TEXT PROVIDED —
((
# Lake Loramie info



## Swimbait (Mar 26, 2012)

I'm moving this from another forum under the advice of another member from the NW forum. I've never been to Lake Loramie before and am looking for any guidance that I can get. I'll be fishing from a kayak next for during a 3 day stay.


----------



## bigbass201 (Oct 26, 2015)

I've never fished it, but heard there are some good ones in there. I have a friend that use to fish there. I think his old reports are at this link below. I'm not sure how much information you can gather from them. They are about 10 years old. Hope it helps some.

https://www.tapatalk.com/groups/fishtalkfishingreports/loramie-lake-reports-f165/


----------



## Swimbait (Mar 26, 2012)

Thanks bigbass! Anything helps from where I'm sitting right now! I'll let you know how it goes.


----------



## Bohanan66 (Apr 19, 2012)

Lake Loramie has 30 miles of shoreline (Indian Lake has 29). I took my yak there last weekend for the first time and the best feature of the lake is that it has multiple fishing access points for yaks that are unsuitable for bigger watercraft. The Luthman Road Bridge ramps at the north end of the lake provide proximity to the most popular stretches of lake for bass and saugeye. Seems like most of the boats were fishing the shoreline close for bass and crappie. I was trolling a crawler harness for a couple of hours and only had one taker (12 inch crappie) but I was mainly sight-seeing on that trip. Amazing amount of stick-ups along the banks but the water is mostly shallow at the edges. Although it is an impoundment lake dug in 1844, it looks more like a river.


----------



## Swimbait (Mar 26, 2012)

Bohanan66 much appreciated. I'll be out there next Tuesday through Friday. Let you know how it goes!


----------



## LoramieFish12 (Jul 14, 2017)

What are you primarily targeting?


----------



## Freedomfisher (Apr 9, 2017)

How's the saugeye fishing? You don't really here about that in Laramie lake


----------



## Cobe24 (Sep 14, 2007)

Saugeye fishing from the main lake is usually pretty tough. Some years, there is a brief fall or winter bite around Luthman bridge area. Other than that, the spillway during higher flows is the place to be. It can be really good for crappies at the right time as well. However, with the lake being more riverine, the water is high and dirty so often. IMO, the panfish don’t grow as large as other nearby lakes.
))
SUPPLIED ENTRIES —
((
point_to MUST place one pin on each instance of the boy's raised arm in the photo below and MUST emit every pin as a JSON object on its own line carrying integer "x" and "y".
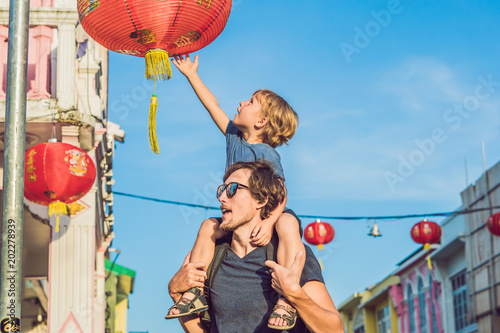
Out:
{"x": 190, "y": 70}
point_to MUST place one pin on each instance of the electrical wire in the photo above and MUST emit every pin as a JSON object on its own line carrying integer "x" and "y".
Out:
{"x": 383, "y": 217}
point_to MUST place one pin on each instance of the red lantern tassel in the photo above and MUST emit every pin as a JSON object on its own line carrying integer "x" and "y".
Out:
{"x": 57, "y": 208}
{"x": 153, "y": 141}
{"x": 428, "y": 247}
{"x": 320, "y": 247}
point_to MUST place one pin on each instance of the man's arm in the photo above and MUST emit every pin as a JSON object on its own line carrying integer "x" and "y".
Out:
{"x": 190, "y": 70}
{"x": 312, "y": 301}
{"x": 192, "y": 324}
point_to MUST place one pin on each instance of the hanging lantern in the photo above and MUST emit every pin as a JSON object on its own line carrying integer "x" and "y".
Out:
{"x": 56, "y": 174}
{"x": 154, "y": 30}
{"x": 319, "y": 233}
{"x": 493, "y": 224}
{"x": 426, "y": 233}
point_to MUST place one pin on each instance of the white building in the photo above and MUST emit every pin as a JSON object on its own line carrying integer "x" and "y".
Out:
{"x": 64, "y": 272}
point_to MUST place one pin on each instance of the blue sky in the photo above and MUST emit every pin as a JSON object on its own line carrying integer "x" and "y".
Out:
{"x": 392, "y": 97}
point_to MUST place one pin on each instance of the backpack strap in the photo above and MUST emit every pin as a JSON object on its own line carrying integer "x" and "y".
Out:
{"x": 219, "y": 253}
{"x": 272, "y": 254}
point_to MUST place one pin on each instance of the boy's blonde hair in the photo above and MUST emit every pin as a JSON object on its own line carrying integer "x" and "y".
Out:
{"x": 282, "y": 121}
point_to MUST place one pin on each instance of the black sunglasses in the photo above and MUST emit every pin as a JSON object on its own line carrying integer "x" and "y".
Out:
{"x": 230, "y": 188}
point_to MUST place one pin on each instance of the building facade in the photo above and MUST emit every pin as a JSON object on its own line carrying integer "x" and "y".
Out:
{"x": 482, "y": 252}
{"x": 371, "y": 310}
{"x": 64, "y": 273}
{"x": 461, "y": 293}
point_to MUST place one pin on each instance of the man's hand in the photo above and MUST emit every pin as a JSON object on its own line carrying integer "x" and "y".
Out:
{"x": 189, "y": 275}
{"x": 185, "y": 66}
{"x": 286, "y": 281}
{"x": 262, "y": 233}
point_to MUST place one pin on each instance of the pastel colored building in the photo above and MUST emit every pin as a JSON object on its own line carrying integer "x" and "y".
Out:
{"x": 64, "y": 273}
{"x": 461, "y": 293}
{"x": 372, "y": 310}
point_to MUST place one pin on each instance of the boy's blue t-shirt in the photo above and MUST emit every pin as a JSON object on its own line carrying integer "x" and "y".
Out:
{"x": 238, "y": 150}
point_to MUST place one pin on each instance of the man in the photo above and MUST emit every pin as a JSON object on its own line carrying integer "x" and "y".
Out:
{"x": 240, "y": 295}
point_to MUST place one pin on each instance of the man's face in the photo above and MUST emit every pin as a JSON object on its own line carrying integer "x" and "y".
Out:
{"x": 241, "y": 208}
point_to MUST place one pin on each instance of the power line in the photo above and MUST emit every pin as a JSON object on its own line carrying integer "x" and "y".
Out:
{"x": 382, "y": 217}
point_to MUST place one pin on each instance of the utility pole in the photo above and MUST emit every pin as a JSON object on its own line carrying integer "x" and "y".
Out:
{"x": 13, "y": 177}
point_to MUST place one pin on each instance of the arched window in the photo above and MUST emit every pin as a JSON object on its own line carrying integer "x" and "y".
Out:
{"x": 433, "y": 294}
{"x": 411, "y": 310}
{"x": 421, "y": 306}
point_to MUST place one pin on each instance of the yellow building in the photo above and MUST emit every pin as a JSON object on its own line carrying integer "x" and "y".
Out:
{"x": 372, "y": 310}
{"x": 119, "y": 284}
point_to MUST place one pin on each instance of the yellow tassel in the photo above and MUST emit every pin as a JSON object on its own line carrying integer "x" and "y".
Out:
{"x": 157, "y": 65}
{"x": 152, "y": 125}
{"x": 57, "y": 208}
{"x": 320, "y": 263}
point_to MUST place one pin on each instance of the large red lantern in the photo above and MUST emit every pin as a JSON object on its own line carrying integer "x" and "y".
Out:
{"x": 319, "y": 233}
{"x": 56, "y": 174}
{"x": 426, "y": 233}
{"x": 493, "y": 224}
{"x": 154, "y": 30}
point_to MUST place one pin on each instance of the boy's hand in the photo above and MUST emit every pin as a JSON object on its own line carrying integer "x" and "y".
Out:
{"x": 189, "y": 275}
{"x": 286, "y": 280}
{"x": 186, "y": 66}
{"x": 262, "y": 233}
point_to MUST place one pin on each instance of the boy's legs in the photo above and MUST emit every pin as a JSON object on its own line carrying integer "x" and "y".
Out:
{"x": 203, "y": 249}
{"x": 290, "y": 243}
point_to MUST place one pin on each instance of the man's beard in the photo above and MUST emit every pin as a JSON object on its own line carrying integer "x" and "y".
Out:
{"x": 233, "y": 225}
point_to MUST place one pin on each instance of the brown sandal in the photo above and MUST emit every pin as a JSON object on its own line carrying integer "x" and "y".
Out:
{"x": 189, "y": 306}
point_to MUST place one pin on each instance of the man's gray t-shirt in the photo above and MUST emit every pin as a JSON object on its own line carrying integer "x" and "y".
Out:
))
YOUR TASKS —
A - Pick out each line of the records that contains the word "tassel" and copy those lines.
B - Write the next part of the Lake Loramie fishing thread, picking up after its last post.
The forum thread and the records are unrelated and come from separate sources.

OUTPUTS IN ORDER —
A -
point_to MUST place one pin on each instance of the red lantern tassel in the photo above and MUST emit every pin as a JSON object on its own line carrying integer "x" and "y".
point_to MUST place one pin on each instance of the yellow tassel in the photo above and MUST emit every pin as a JSON object on its own line carrying integer "x" and "y".

B -
----------



## Swimbait (Mar 26, 2012)

Sorry it took a while to get back and respond.....

LaromieFish12 I was looking for anything. The trip didn't really go as planned. the storms that hit were pretty bad. A lot of damage at the campgrounds and yes the water was really stained. Fished for a couple hours at one of the pull offs on the way into Minster and had no luck. Watched some guy's in a boat fishing across from me and didn't see them pull in anything. I didn't even put the Yak in the water. I'm not giving up on the place. I'll keep checking the forum for updates from other members. Do appreciate the info I did get from you guys!


----------



## Bohanan66 (Apr 19, 2012)

Sorry about your luck, Swimbait. Maybe I will try LL next week and will report.


----------



## matticito (Jul 17, 2012)

What ever wild ohio mag I get says it's good tail water fishery. I feel like that's a consistent thing with saugeye lakes. Let's stock a lake for them to go into the river.


----------



## Bohanan66 (Apr 19, 2012)

Took the yak there yesterday morning for a few hours, only a couple of boats put in at the Luthman Road ramp while I was there. Trolled cranks and crawlers. Dingy water with tons of inch long shad feeding on the surface. Only had one small cat hit my crank casting to shore.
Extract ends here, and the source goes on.